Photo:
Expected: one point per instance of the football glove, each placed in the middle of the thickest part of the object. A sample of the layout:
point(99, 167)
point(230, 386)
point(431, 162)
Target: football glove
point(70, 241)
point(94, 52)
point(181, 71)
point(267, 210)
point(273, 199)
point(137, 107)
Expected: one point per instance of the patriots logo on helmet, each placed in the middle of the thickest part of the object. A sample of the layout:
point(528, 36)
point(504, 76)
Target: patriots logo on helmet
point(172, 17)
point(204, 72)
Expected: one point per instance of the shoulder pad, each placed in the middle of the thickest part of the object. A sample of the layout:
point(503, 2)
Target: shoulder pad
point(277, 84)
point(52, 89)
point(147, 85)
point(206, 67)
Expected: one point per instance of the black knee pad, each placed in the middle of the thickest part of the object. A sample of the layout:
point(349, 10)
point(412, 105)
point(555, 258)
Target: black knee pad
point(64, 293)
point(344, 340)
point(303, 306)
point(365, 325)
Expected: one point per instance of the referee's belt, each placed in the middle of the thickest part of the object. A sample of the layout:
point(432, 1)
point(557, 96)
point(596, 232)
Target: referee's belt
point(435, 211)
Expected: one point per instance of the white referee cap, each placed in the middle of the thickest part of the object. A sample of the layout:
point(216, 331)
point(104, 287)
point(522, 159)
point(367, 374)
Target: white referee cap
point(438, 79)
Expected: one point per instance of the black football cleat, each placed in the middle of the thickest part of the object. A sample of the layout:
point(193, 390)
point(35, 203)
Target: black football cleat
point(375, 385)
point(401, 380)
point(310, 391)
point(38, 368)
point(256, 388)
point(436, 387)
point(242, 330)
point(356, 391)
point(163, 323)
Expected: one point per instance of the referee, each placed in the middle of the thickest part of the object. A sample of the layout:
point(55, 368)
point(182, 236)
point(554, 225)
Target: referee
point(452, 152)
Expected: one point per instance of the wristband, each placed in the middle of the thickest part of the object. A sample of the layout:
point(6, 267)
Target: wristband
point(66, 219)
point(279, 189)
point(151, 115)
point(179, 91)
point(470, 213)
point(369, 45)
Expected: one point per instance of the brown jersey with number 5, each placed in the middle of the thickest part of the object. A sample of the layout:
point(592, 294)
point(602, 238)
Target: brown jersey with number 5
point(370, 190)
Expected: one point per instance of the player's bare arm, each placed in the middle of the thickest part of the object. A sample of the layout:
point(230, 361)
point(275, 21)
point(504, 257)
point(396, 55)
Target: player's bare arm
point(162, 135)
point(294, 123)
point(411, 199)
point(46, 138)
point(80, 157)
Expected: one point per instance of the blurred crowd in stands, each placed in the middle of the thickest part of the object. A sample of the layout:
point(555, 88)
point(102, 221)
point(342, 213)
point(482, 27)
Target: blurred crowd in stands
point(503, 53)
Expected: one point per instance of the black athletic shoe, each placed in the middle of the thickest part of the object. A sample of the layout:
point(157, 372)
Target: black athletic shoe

:::::

Starting at the first line of the rows and ending with the line that contains "point(206, 67)", write out every line again, and add 126 to both coordinates of each answer point. Leave the sample points and the request lines as they are.

Photo:
Expected: one point per instance of the football glove, each placed in the middle of the thickest part of the object. A sample of the layout:
point(99, 167)
point(230, 386)
point(431, 162)
Target: football glove
point(196, 367)
point(220, 178)
point(307, 197)
point(393, 336)
point(399, 325)
point(263, 233)
Expected: one point per instance of the patriots logo on helmet, each placed in the middle of the thickest part of the object. A sample of the layout:
point(528, 36)
point(504, 76)
Target: patriots logo on helmet
point(298, 143)
point(330, 198)
Expected: one point per instance of the shoulder pad, each placed in the middle of the thickest part of the object. A sample of the layout:
point(503, 2)
Target: shoulder pad
point(403, 210)
point(178, 215)
point(273, 211)
point(332, 193)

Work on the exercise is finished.